### [SELECTED TEXT]
I wrote a syllabus!

This morning I put the finishing touches to a three-year syllabus aimed at preparing Italian teenagers to sit for the Cambridge IGCSE in Extended Mathematics.

Even writing it down feels strange, but I’m slowly coming to terms with it. I did this. I designed a full teaching programme for CLIL students at a local state school, and heaven knows I did it with very little help.

I’m not particularly proud of the latter part, especially since my school were kind enough to send me to the official Cambridge training session in Rome last year. Unfortunately, when I got there, the workshop leader decided that addressing the topic of syllabus design wasn’t the best way of “catering to the needs of the teachers in the room”, leaving me feeling somewhat short-changed but nevertheless challenged to see what I could do about it.

Luckily, having spent most of my teaching career working in the EFL industry, I am no stranger to being asked to do something in which you have received minimal training and will be expected to learn about on the job. We can discuss the merits of that in a later post, but the fact remains: I would never have known I was capable of doing this if I hadn’t been asked to do it. Besides, I already knew the school, the course and the students inside out. If there was ever a perfect syllabus-writing situation, this was it.

The actual nitty-gritty of it wasn’t anywhere near as glamorous as I’d imagined, and mostly consisted of me spending long weekends and weekday mornings poring over the IGCSE exam syllabus from the Cambridge website, various English-language GCSE textbooks, a couple of Italian-language textbooks for the first three years of liceo, and the Italian-language maths curriculum that the students would be following simultaneously.

I started off by using a three-year wall planner to subdivide the IGCSE syllabus into ‘layers’ that could more or less be mapped onto each of the three years available for teaching. These layers were then broken down into study units using a huge academic diary. I blocked these off month-by-month, including several review opportunities and significant assessment time as advised by the exam syllabus. Then each unit had to be further subdivided into individual lessons, using the textbooks for guidance, all the while trying to mirror the meander of the Italian curriculum as closely as possible.

### [WORK INSTRUCTIONS]
- 1) In the syllabus post, list every source the writer pored over while designing the syllabus.
- 2) Write out the syllabus post's passage from "I’m not particularly" to "do about it.".

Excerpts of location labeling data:
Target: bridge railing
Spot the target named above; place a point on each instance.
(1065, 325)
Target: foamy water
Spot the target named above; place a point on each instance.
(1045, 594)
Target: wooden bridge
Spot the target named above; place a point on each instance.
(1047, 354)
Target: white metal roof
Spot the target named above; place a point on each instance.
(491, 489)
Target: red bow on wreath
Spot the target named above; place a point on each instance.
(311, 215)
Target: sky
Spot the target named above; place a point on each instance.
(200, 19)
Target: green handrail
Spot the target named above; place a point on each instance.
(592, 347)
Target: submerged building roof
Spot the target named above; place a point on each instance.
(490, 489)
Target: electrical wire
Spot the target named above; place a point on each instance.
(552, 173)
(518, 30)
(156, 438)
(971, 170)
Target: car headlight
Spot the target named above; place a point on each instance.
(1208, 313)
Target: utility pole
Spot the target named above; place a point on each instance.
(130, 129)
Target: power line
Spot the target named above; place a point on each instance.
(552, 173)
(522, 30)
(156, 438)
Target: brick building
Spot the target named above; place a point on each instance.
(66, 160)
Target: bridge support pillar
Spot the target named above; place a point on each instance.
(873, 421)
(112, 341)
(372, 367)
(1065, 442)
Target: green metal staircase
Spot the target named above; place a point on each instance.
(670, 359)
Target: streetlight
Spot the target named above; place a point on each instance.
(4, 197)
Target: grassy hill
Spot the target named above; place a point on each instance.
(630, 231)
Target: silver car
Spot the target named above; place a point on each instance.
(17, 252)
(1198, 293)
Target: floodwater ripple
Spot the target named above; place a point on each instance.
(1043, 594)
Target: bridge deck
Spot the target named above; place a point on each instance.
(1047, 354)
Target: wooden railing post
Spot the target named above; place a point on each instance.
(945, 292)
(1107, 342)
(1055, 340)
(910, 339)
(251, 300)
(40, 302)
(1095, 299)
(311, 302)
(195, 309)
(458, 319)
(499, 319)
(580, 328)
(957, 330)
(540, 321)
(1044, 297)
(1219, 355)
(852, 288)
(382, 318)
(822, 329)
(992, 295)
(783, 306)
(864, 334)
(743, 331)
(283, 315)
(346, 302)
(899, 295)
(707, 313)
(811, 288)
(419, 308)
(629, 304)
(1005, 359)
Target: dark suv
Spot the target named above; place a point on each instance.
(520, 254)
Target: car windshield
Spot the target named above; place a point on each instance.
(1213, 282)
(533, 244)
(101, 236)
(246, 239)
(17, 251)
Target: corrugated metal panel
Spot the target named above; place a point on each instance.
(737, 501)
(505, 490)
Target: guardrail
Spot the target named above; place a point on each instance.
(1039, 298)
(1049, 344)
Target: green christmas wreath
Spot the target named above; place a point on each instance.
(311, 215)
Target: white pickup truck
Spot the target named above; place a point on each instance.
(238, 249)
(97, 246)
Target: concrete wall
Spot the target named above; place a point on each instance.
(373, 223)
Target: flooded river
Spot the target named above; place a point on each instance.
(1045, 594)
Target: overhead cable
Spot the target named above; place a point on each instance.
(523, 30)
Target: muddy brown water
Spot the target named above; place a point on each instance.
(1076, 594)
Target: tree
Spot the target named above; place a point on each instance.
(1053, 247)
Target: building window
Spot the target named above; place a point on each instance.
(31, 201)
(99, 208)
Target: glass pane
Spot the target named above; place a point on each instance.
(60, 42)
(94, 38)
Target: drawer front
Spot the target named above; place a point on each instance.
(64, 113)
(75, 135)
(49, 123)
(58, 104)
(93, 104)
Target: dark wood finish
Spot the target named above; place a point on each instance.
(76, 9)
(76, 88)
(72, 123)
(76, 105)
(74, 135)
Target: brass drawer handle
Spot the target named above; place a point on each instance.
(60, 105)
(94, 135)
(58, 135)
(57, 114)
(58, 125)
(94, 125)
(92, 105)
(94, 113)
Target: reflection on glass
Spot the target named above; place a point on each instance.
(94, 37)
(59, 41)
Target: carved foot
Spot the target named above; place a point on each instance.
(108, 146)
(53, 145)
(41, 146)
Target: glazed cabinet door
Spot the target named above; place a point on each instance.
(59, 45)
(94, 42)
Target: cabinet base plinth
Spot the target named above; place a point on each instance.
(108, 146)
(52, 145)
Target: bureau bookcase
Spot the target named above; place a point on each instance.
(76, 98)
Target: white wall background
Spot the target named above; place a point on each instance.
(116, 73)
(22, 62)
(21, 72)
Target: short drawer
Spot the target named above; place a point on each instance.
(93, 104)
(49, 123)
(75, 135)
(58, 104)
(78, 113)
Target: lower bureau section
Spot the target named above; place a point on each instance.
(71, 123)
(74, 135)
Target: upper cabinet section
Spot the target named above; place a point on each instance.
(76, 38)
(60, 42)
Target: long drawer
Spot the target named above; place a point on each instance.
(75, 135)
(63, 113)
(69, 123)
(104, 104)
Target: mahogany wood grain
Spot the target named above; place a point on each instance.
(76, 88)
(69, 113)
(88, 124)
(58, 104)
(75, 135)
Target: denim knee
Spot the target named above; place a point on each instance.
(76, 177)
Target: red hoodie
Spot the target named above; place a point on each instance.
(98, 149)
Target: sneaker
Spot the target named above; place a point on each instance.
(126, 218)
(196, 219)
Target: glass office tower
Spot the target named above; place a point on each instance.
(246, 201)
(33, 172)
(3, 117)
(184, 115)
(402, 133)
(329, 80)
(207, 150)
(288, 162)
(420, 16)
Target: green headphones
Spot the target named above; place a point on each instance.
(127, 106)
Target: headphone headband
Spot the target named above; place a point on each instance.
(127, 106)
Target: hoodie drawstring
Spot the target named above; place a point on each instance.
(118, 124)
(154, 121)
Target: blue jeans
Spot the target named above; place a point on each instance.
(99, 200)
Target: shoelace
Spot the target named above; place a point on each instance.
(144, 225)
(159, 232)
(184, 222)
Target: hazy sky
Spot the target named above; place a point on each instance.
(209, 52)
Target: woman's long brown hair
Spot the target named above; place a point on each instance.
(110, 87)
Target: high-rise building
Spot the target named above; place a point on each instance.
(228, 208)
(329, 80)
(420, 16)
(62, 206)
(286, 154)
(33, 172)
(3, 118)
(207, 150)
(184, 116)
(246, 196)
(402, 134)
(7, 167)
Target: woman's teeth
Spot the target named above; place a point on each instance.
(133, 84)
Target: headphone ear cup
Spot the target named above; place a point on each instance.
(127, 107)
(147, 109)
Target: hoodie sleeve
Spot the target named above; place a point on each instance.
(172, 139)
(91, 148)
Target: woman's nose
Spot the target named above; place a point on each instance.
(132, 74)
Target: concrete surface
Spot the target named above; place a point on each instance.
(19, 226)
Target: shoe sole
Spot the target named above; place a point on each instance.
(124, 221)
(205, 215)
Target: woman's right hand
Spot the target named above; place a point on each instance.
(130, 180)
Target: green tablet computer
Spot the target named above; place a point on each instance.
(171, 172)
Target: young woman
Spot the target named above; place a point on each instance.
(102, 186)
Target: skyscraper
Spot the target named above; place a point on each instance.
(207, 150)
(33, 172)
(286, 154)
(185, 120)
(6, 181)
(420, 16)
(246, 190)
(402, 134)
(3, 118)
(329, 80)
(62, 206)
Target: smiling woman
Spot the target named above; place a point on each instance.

### [OUTPUTS BY TASK]
- 1)
- The IGCSE exam syllabus from the Cambridge website
- Various English-language GCSE textbooks
- A couple of Italian-language textbooks for the first three years of liceo
- The Italian-language maths curriculum that the students would be following simultaneously

- 2)
I’m not particularly proud of the latter part, especially since my school were kind enough to send me to the official Cambridge training session in Rome last year. Unfortunately, when I got there, the workshop leader decided that addressing the topic of syllabus design wasn’t the best way of “catering to the needs of the teachers in the room”, leaving me feeling somewhat short-changed but nevertheless challenged to see what I could do about it.